Complete the following:
- 1) Answer these questions using the DNA privacy article:
(a) According to the article, for what price will the DNA sequence of each individual become available?
(b) By what means has such sensitive information hitherto been protected?
(c) What position does the author hold?
- 2) Set down the DNA privacy article word for word, from "We are about" up to and including "their DNA sequences.".

BEGIN Quoted passage

The 15th Installment
“My Research”

by Shogo Shimizu,
Assistant Professor, Master Program of Information Systems Architecture

We are about to enter an era in which the DNA sequence of each individual will be available for 1,000 dollars. This is expected to permit individuals and medical institutions to exchange DNA sequences electronically in a variety of situations. For example, an individual will be able to learn about his or her potential for suffering from a specific disease in the future by querying a database of known genetic diseases about his or her DNA sequence, enabling early treatment of the disease. Also, medical service providers will be able to predict the effects of specific treatments on patients based on their DNA sequences.

However, there are risks in revealing one’s DNA sequence to others. For example, a DNA sequence suggesting the possibility of cancer in the future may negatively affect terms and conditions of insurance or employment conditions. Therefore, individuals will want to prevent their DNA sequences from being known to others. A mechanism for protecting the privacy of DNA sequences is necessary for facilitating services that make use of medical information. Such sensitive information has hitherto been protected by law or contractual arrangements. What enabled such protections, however, was the fact that DNA information was used only in limited places for limited purposes. Those protections will be insufficient for preventing information leaks when DNA information is stored or transmitted on the Internet.

END Quoted passage
BEGIN Given entries

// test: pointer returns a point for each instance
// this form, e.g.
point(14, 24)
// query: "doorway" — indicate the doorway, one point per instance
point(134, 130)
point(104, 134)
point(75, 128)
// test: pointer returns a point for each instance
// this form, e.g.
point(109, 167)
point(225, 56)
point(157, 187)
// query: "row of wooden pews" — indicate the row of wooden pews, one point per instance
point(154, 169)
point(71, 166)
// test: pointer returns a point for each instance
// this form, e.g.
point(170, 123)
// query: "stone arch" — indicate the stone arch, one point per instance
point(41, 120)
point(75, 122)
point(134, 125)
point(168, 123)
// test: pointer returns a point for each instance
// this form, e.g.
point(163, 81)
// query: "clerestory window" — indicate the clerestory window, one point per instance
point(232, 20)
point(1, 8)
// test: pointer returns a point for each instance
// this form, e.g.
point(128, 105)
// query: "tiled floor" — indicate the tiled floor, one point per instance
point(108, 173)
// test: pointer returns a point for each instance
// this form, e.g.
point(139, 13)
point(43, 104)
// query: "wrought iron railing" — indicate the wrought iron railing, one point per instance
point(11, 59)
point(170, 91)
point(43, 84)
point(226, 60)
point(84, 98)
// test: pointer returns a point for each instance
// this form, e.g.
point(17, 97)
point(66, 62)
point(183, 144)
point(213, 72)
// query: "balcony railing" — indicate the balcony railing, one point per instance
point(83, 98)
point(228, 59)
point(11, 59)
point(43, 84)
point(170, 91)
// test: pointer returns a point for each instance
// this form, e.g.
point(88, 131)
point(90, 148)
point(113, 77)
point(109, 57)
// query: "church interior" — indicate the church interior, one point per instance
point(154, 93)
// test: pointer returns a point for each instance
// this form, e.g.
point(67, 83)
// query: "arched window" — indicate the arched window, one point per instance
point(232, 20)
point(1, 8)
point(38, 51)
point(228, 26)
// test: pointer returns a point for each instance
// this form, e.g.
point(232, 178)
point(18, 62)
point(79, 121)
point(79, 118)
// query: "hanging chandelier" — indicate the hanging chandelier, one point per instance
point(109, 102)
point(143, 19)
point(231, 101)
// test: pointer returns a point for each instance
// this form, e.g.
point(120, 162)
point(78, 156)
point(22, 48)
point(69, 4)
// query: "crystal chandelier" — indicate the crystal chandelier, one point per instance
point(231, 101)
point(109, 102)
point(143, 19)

END Given entries

Answers by task:
- 1)
(a) 1,000 dollars.
(b) By law or contractual arrangements.
(c) Assistant Professor, Master Program of Information Systems Architecture.

- 2)
We are about to enter an era in which the DNA sequence of each individual will be available for 1,000 dollars. This is expected to permit individuals and medical institutions to exchange DNA sequences electronically in a variety of situations. For example, an individual will be able to learn about his or her potential for suffering from a specific disease in the future by querying a database of known genetic diseases about his or her DNA sequence, enabling early treatment of the disease. Also, medical service providers will be able to predict the effects of specific treatments on patients based on their DNA sequences.